» EXERCISE DETAILS:
Copy the closing run of lines, from the one with "Mark one point on each instance of the collared" through the last line of the listing, exactly and without any pictures.

» INFORMATION PROVIDED:
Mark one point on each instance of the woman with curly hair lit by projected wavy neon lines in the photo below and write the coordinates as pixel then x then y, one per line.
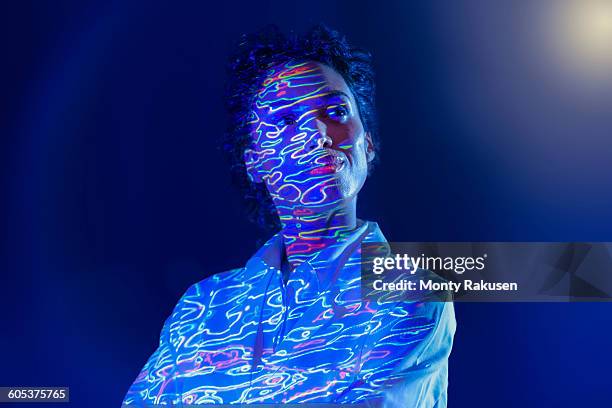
pixel 291 326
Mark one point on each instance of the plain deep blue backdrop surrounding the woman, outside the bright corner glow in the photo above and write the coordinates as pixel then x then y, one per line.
pixel 115 198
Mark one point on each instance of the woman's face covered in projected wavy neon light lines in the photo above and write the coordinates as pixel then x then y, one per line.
pixel 309 144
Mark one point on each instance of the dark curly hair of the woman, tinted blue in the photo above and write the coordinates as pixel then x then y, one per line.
pixel 258 52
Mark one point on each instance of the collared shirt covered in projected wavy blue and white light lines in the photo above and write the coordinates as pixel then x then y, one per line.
pixel 247 336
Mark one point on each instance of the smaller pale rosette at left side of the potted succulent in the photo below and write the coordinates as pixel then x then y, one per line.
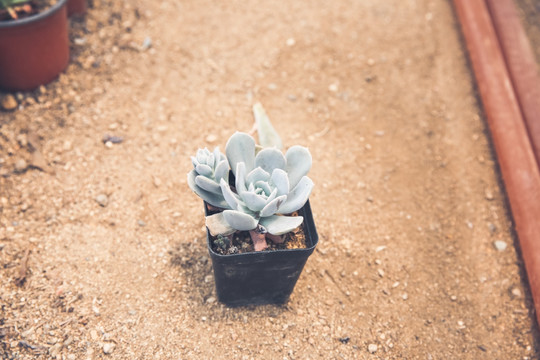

» TASK SOLUTION:
Mark one point on each instance of the collared shirt covered in projected wavy blue and white light lines in the photo above and write the coordinates as pixel then x then y, one per line.
pixel 247 336
Mark one point on each instance of the smaller pale rosette at left side of the potted succulent in the photo below and write the coordinates as pixel then x then y, one per line.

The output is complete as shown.